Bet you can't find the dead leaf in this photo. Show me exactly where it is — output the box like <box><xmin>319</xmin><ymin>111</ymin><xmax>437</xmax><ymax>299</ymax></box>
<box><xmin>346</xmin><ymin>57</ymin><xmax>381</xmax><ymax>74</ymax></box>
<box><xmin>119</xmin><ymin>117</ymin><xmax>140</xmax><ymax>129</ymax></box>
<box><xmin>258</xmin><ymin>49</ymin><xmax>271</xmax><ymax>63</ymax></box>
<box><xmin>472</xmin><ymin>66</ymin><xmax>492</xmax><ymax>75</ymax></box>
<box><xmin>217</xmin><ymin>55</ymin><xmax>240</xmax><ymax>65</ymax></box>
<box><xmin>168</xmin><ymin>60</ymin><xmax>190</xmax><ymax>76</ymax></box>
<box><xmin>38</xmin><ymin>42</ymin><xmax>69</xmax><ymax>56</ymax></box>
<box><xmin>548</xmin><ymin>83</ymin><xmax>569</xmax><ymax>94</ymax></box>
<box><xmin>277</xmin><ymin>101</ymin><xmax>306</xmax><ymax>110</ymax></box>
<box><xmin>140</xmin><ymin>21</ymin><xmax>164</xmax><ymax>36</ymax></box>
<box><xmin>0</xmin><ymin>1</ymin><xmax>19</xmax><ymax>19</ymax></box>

-------------------------

> Exercise:
Print the entire listing above verbatim, with every line unchanged.

> Task output:
Bet you can't find the dead leaf in this photo. Show me exactly where it is — output the box like <box><xmin>319</xmin><ymin>111</ymin><xmax>437</xmax><ymax>299</ymax></box>
<box><xmin>346</xmin><ymin>57</ymin><xmax>381</xmax><ymax>74</ymax></box>
<box><xmin>119</xmin><ymin>117</ymin><xmax>140</xmax><ymax>129</ymax></box>
<box><xmin>258</xmin><ymin>49</ymin><xmax>271</xmax><ymax>63</ymax></box>
<box><xmin>472</xmin><ymin>66</ymin><xmax>492</xmax><ymax>75</ymax></box>
<box><xmin>217</xmin><ymin>55</ymin><xmax>240</xmax><ymax>65</ymax></box>
<box><xmin>168</xmin><ymin>60</ymin><xmax>190</xmax><ymax>76</ymax></box>
<box><xmin>38</xmin><ymin>42</ymin><xmax>69</xmax><ymax>56</ymax></box>
<box><xmin>548</xmin><ymin>83</ymin><xmax>569</xmax><ymax>94</ymax></box>
<box><xmin>277</xmin><ymin>101</ymin><xmax>306</xmax><ymax>110</ymax></box>
<box><xmin>140</xmin><ymin>21</ymin><xmax>164</xmax><ymax>36</ymax></box>
<box><xmin>0</xmin><ymin>1</ymin><xmax>19</xmax><ymax>19</ymax></box>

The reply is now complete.